* **Extracted records**
◆ ◆ ◆ ◆ ◆ ◆ ◆

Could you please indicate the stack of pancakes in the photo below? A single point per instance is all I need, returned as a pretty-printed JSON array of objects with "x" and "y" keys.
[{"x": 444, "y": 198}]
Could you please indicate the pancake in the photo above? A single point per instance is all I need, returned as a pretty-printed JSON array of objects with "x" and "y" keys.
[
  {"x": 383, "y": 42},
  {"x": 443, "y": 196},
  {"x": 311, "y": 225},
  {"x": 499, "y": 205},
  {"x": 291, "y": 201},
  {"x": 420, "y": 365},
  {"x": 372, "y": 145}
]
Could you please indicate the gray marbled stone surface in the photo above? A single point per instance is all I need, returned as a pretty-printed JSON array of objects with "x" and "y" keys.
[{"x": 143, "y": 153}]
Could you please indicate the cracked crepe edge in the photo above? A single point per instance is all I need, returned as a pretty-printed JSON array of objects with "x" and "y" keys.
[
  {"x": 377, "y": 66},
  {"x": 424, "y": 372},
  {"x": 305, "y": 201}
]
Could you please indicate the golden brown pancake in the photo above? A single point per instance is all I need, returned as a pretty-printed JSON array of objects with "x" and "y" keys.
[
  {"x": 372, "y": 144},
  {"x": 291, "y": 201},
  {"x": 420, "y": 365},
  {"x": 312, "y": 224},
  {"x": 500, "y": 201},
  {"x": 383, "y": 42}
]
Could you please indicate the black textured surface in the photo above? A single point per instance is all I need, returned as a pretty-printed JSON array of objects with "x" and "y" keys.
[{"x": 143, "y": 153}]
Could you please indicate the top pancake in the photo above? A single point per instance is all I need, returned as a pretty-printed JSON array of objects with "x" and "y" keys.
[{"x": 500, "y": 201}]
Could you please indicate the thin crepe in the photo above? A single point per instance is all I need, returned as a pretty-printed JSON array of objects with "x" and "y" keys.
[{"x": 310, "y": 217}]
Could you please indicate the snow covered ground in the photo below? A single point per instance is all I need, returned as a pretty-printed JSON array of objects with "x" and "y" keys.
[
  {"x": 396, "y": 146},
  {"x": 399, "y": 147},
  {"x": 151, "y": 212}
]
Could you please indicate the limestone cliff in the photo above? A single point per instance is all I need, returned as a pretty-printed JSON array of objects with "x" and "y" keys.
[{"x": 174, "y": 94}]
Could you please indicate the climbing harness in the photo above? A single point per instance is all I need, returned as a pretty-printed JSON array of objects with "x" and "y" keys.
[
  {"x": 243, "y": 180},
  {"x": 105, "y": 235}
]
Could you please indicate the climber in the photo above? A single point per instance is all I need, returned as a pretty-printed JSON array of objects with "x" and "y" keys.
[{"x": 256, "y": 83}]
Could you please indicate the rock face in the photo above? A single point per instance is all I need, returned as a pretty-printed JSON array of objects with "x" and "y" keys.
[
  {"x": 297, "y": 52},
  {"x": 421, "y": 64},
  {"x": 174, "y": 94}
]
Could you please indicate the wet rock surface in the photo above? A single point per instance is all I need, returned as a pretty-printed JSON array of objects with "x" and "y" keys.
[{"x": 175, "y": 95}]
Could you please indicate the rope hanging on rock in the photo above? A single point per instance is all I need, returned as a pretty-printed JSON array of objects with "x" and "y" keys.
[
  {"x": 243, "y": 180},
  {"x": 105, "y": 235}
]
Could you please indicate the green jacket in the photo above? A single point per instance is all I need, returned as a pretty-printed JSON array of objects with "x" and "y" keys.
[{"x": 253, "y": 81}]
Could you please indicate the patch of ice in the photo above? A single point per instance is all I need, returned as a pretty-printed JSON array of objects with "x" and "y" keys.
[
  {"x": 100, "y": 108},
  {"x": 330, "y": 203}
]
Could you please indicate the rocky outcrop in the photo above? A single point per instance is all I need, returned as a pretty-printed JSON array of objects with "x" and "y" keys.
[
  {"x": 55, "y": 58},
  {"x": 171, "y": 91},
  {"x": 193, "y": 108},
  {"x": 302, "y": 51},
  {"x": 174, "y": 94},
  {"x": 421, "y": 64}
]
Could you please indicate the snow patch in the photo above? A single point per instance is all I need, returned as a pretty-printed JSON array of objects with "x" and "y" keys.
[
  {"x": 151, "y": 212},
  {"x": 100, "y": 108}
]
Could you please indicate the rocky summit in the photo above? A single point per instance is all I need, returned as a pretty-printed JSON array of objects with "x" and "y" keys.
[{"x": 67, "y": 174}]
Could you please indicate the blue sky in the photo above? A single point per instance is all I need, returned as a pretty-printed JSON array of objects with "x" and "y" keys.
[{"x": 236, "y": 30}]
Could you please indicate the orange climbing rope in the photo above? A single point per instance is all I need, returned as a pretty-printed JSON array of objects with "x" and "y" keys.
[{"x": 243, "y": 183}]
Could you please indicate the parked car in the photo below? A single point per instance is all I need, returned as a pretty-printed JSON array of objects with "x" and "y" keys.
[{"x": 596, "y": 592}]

◆ ◆ ◆ ◆ ◆ ◆ ◆

* **What you need to do**
All of the entries above are to be written out again exactly.

* **Output for this task**
Could you please indicate the stack of pancakes in the photo below? A single point per instance is all I need, returned as a pretty-printed JSON array of objects with "x" and "y" keys.
[{"x": 444, "y": 198}]
Could you please indicate the pancake in the photo above? A single point per instance is all I need, returned as a pretty-printed JSON array of objects with "x" and "y" keys.
[
  {"x": 383, "y": 42},
  {"x": 443, "y": 196},
  {"x": 311, "y": 225},
  {"x": 499, "y": 205},
  {"x": 291, "y": 201},
  {"x": 420, "y": 365},
  {"x": 372, "y": 145}
]
Could you please indicate the gray marbled stone surface in the photo above? A single point per instance is all I need, returned as a pretty-printed JSON array of objects with "x" and "y" keys.
[{"x": 143, "y": 153}]
Could you please indicate the cracked crepe edge in the photo above? A single point per instance is all I need, returned as a pretty-printed JSON array of objects with "x" and "y" keys.
[
  {"x": 377, "y": 66},
  {"x": 424, "y": 372},
  {"x": 305, "y": 201}
]
Could you please indicate the golden brown pancake in the photo above? A single point per instance is all I need, returned as a pretty-printed JSON array of objects with "x" and "y" keys.
[
  {"x": 372, "y": 144},
  {"x": 291, "y": 201},
  {"x": 420, "y": 365},
  {"x": 312, "y": 224},
  {"x": 500, "y": 201},
  {"x": 383, "y": 42}
]
Could you please indicate the black textured surface in the photo above? A single point per instance is all I need, returned as a pretty-printed JSON array of objects with "x" and "y" keys.
[{"x": 143, "y": 153}]
Could you please indicate the top pancake in the photo above? A single point per instance is all I need, returned as a pretty-printed JSON array of objects with "x" and "y" keys.
[{"x": 500, "y": 201}]
Could you please indicate the thin crepe in the photo above? A single point per instance is all I need, returned as a pretty-printed JSON array of objects with "x" and "y" keys.
[{"x": 310, "y": 217}]
Could you please indicate the snow covered ground in the photo below? A single point per instance is all I need, returned as a pretty-printed JSON array of objects with "x" and "y" keys.
[
  {"x": 396, "y": 146},
  {"x": 399, "y": 147},
  {"x": 151, "y": 212}
]
Could you please indicate the limestone cliff in the photo above? A single point per instance is all I need, returned as a pretty-printed JSON array of objects with "x" and "y" keys.
[{"x": 174, "y": 94}]
Could you please indicate the climbing harness in the photo above? A single point per instance is all I need, returned as a pretty-printed JSON array of objects with "x" and "y" keys.
[
  {"x": 243, "y": 180},
  {"x": 105, "y": 235}
]
Could you please indicate the climber in the photo above? A single point per instance is all I need, returned as a pretty-printed JSON array of objects with "x" and "y" keys.
[{"x": 256, "y": 83}]
Could you please indicate the rock face in the photo above? A single point per instance is all I need, returned as a pretty-printed JSON array of objects with "x" and "y" keys.
[
  {"x": 297, "y": 52},
  {"x": 421, "y": 64},
  {"x": 174, "y": 94}
]
Could you please indicate the wet rock surface in the photo above? A single point per instance is all I need, returned as a pretty-printed JSON array of objects with "x" and "y" keys.
[{"x": 175, "y": 95}]
Could you please indicate the rope hanging on rock in the photo above? A single point per instance is all I need, returned as a pretty-printed JSON array of objects with "x" and "y" keys.
[
  {"x": 243, "y": 180},
  {"x": 105, "y": 235}
]
Could you please indicate the green jacket in the photo above? A single point per instance is all I need, returned as a pretty-printed JSON array of objects with "x" and "y" keys.
[{"x": 253, "y": 81}]
Could you please indicate the patch of ice in the photo above? A single point per instance is all I need, returned as a pretty-printed JSON array of objects with "x" and "y" keys.
[
  {"x": 100, "y": 108},
  {"x": 330, "y": 203}
]
Could you please indicate the rocky outcrop in the photo above? A single point per instance is all I need, returned as a pretty-printed JSON array of objects with "x" and "y" keys.
[
  {"x": 55, "y": 58},
  {"x": 171, "y": 91},
  {"x": 193, "y": 108},
  {"x": 302, "y": 51},
  {"x": 174, "y": 94},
  {"x": 421, "y": 64}
]
Could you please indicate the snow patch in the photo above? A single point per instance is all I need, returned as a pretty-printed JSON array of objects with "x" and "y" keys.
[
  {"x": 151, "y": 212},
  {"x": 100, "y": 108}
]
Could you please indicate the rocky summit in the photo above? A single point per instance is all I need, returned as a pretty-printed JSON array of objects with "x" and "y" keys.
[{"x": 67, "y": 174}]
Could you please indicate the blue sky in the photo above? A single point per instance is all I need, returned as a pretty-printed JSON array of objects with "x" and "y" keys.
[{"x": 236, "y": 30}]
Could you please indicate the orange climbing rope in the photo above? A single point per instance is all I need, returned as a pretty-printed JSON array of objects with "x" and "y" keys.
[{"x": 243, "y": 183}]
Could you please indicate the parked car in the photo below? A single point per instance is all I need, returned as a pretty-printed JSON array of objects with "x" and "y" keys.
[{"x": 596, "y": 592}]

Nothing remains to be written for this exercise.